[Exercise task] Summarize the passage on wood stoves in three sentences.

Wood takes a 6 or 8 inch ID chimney, depending on the stove manufacturer and what they used for type acceptance.
You will need a liner up a old chimney with no clay liner.
A Stainless steel chimney will be recommended up a even a clay lined chimney
If you have a clay liner chimney it will have to be inspected for use first.
The days of slamming a wood stove in an old brick fireplace are long gone.

If you have a manufactured fireplace plan on having it removed as very few are type accepted to put a wood stove in them.

You'll almost always get more heat out of a free-standing wood stove in a fireplace, most certainly when the power goes out and you have no blower to force the heat.

With the new emissions controlled wood stoves a proper chimney is a requirement and they won't work right without a proper draft. A chimney can sometimes cost more than the stove depending on how fancy a stove you are looking at.
Firewood with less than 20% moisture content is a requirement as well.
Many people with wood stoves are now storing firewood for two or three years to get it properly seasoned to burn well as what gets sold as "seasoned" firewood is far too often way too green.
North of Boston the price of kiln dried firewood isn't too bad though. I've seen $330/cord. That's not too bad, it works out the equivalent of $2.25 home heating oil.


Pellets don't burn all that well in a wood stove.
They make compressed wood brick "logs" that are basically big pellets but you have to be careful with them. As in experimenting how many you can put in the stove without a stove damaging over-fire.

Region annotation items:
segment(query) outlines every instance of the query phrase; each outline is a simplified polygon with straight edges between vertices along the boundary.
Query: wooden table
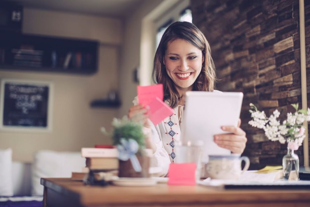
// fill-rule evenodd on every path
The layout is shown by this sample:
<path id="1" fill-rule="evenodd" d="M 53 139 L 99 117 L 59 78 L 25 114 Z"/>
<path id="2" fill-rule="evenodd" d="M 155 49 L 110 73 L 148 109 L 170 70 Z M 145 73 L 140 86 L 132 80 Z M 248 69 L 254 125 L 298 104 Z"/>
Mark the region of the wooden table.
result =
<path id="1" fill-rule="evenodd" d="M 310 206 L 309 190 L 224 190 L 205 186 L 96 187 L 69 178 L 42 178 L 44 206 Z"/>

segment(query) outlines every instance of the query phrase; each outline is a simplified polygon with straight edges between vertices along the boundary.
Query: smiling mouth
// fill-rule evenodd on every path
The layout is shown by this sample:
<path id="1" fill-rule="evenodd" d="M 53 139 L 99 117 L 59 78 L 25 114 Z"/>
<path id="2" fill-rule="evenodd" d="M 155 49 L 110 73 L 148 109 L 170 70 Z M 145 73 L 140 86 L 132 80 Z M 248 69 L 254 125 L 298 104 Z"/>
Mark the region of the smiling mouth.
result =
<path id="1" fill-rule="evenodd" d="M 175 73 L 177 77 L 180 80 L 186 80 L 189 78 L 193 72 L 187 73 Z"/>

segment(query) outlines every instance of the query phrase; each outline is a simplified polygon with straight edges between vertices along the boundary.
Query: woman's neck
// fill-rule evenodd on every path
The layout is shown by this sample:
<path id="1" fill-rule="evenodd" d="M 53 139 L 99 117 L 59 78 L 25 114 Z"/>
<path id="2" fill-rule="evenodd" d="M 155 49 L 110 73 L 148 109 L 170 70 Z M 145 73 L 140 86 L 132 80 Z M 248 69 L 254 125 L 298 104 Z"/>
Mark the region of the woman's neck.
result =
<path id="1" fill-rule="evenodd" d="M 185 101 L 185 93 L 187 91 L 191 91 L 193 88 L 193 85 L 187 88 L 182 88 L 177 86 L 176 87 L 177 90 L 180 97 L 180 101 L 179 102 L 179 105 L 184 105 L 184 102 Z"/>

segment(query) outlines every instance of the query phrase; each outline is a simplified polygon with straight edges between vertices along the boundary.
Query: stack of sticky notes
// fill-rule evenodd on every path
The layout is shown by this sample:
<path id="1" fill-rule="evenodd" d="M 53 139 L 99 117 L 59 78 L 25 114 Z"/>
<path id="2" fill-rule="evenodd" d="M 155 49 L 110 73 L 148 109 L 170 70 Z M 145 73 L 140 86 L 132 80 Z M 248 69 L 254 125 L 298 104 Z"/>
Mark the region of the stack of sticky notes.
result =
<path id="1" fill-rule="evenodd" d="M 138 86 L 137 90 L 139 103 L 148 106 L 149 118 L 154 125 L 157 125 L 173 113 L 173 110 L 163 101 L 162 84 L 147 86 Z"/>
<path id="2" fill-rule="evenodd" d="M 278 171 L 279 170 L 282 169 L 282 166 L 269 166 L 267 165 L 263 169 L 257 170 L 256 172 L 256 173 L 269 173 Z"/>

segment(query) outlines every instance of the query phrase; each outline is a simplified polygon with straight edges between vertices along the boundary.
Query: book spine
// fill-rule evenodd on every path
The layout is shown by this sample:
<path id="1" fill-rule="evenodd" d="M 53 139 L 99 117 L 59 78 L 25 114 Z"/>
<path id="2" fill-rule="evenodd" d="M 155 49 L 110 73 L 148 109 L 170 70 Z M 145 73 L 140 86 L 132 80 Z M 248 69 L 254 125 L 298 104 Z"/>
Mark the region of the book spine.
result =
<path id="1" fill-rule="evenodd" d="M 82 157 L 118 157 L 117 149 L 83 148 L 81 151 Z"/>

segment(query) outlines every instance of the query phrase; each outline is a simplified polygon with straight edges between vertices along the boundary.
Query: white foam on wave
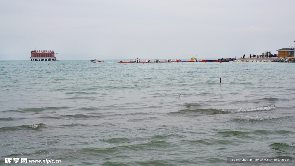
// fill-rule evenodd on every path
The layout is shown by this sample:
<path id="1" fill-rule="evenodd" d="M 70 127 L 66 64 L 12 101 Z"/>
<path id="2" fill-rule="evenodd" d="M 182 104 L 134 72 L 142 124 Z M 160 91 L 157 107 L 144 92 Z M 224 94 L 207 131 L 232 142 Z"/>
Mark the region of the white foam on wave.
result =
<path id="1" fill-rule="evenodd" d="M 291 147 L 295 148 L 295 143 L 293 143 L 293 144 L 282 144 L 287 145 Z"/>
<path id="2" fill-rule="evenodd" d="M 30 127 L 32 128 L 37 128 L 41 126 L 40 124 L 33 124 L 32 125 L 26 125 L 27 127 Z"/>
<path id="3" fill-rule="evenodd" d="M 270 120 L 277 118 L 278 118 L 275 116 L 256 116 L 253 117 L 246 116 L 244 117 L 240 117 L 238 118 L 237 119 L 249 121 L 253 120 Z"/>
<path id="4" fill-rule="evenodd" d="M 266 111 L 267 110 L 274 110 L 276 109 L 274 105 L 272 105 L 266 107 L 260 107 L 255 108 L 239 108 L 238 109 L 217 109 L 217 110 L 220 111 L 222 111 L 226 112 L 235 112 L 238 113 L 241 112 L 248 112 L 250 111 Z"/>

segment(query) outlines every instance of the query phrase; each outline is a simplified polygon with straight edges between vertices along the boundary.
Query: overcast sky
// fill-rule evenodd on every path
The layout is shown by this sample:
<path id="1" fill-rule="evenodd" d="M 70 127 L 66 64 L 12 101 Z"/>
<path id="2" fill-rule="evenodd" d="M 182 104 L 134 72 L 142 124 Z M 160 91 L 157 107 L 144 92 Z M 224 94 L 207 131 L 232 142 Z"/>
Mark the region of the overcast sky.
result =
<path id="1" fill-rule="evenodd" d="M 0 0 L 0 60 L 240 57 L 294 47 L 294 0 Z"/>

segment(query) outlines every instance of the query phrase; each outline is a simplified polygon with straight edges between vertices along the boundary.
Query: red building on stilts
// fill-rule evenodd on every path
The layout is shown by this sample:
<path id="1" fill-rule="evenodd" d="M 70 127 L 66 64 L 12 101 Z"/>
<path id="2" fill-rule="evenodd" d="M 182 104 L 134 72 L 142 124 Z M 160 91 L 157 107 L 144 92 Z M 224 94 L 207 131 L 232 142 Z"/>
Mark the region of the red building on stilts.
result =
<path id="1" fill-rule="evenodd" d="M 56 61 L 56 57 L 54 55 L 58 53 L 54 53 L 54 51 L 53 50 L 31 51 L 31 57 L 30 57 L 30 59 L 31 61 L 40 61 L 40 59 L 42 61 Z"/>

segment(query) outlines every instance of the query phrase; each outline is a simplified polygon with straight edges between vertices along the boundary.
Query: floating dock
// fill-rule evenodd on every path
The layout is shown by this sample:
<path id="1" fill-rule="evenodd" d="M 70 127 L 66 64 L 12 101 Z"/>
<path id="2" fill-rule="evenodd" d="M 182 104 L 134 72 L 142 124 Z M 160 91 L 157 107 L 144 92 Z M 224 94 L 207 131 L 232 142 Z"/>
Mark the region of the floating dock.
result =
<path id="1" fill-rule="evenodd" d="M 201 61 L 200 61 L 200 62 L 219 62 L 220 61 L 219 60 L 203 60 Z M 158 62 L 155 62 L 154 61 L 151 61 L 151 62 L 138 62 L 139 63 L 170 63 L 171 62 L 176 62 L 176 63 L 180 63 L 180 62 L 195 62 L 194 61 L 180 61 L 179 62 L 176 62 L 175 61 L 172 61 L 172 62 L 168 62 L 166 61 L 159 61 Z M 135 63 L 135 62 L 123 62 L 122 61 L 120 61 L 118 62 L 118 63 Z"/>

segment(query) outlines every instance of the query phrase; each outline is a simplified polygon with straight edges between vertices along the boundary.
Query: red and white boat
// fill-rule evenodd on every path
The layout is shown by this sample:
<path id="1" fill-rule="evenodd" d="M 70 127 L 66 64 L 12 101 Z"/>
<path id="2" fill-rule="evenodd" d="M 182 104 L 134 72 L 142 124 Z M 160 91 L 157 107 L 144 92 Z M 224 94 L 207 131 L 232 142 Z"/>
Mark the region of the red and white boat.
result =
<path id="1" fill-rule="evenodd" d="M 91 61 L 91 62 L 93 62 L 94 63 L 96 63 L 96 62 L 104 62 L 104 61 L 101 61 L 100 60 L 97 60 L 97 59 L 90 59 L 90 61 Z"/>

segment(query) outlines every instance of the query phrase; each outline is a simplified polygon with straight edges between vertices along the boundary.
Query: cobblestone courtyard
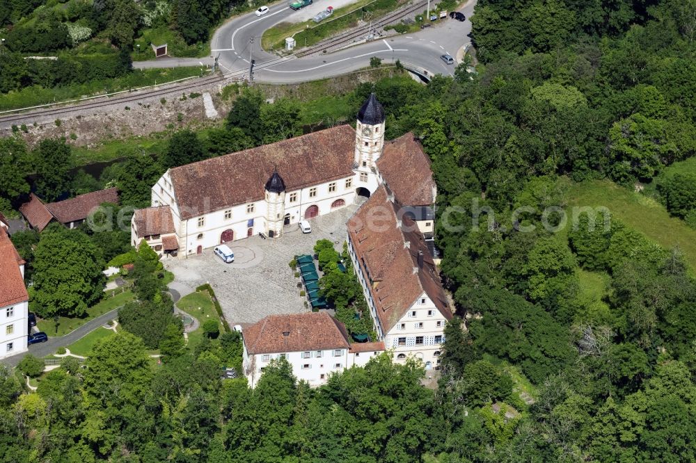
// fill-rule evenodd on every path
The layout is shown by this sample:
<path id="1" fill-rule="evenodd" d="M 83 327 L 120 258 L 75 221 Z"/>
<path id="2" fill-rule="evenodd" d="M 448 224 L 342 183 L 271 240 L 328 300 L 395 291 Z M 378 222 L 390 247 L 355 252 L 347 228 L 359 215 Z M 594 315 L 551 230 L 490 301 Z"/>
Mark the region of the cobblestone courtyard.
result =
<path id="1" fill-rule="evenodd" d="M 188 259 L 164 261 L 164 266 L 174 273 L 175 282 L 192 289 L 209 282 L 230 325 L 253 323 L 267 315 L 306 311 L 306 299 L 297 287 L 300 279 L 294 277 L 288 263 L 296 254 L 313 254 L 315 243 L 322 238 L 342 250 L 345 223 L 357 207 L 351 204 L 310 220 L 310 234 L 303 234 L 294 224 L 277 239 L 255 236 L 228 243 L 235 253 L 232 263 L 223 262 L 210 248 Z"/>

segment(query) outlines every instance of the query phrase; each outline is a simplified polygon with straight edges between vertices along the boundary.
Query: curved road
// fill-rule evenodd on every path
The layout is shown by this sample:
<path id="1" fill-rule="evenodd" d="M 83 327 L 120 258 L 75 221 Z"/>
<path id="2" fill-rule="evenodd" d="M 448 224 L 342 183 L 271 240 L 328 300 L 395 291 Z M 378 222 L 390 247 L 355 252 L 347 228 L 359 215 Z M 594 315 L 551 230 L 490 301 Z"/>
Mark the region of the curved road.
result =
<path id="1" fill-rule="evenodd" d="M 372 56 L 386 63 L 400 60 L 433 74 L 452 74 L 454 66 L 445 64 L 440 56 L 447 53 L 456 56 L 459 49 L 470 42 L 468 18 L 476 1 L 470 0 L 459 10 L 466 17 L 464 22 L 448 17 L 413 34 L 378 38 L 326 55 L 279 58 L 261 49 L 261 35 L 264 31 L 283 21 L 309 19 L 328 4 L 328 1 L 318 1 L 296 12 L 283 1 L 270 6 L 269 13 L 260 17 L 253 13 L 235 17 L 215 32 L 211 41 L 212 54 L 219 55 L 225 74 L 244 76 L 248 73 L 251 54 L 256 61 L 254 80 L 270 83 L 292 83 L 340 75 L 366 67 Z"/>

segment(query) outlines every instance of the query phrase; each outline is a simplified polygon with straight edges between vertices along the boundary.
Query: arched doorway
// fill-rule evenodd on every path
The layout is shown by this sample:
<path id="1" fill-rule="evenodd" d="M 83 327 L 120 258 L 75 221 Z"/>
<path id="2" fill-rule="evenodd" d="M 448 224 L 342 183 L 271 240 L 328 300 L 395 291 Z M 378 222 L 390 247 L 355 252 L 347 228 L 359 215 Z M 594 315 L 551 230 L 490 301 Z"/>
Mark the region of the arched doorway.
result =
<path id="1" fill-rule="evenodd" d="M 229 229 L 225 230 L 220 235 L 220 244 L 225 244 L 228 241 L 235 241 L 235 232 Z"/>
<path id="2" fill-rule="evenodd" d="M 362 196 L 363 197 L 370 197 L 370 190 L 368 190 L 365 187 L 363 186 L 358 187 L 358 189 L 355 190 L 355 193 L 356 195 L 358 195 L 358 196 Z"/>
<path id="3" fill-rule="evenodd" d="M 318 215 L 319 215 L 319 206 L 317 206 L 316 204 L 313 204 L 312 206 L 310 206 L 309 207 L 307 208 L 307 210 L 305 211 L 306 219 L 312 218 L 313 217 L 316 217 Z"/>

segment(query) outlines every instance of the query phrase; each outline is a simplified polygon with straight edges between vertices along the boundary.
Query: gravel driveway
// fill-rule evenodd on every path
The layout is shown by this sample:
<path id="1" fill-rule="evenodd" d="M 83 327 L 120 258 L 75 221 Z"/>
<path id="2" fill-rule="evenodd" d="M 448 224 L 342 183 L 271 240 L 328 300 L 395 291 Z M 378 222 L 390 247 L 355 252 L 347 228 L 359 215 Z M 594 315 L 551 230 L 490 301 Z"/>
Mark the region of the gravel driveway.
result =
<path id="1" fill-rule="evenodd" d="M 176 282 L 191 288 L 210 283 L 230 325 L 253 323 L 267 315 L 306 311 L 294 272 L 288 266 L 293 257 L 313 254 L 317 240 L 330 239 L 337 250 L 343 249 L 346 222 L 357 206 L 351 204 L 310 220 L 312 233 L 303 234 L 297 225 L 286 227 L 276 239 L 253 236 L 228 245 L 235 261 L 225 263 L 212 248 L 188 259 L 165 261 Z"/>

[In response] A wood stove takes a 6 or 8 inch chimney, an old chimney with no clay liner needs a liner, and new emissions-controlled stoves won't work right without a proper chimney and draft. Manufactured fireplaces usually have to be removed because very few are approved for a wood stove, and firewood must have less than 20% moisture, so many owners store it for two or three years. Pellets don't burn well in a wood stove, and compressed wood brick "logs" call for care to avoid a damaging over-fire.